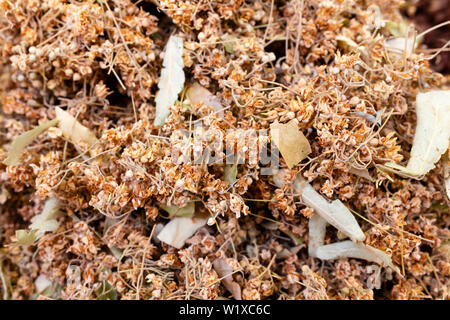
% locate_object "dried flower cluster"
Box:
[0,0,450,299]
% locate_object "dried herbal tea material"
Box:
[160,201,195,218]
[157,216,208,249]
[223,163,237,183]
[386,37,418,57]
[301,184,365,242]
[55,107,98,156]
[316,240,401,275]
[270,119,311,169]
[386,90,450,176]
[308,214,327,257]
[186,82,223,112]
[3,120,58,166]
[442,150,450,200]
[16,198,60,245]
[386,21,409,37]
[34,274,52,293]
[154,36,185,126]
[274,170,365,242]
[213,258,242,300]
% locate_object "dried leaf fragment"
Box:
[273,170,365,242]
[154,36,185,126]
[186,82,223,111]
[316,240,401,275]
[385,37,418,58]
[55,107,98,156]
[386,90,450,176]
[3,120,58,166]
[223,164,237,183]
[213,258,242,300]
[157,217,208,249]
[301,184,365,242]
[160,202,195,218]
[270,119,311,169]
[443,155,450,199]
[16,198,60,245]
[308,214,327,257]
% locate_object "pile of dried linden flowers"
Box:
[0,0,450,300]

...

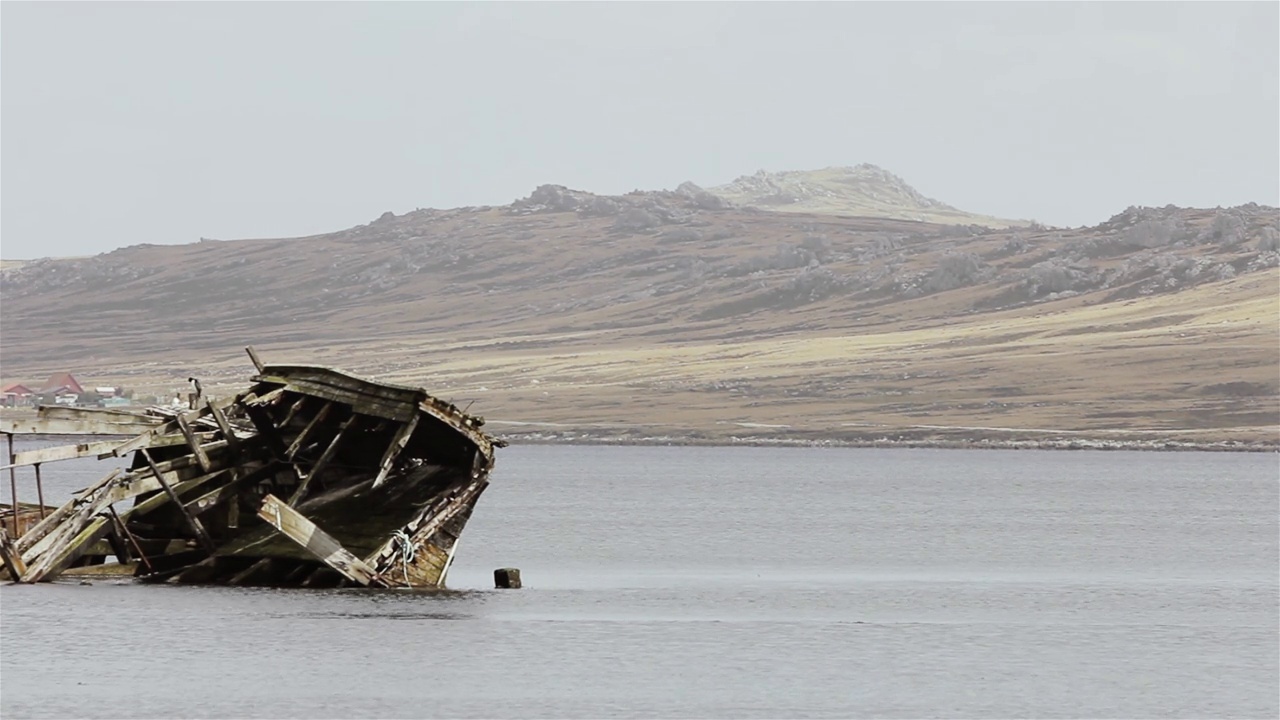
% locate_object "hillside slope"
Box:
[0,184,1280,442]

- Task goal -
Please collect every line of the data above that contains the word "dried". Case counts.

- Answer for the task -
% locate_object "dried flower cluster"
% locate_object "dried herbal tea material"
% locate_object "dried leaf fragment"
% locate_object "pile of dried linden flowers"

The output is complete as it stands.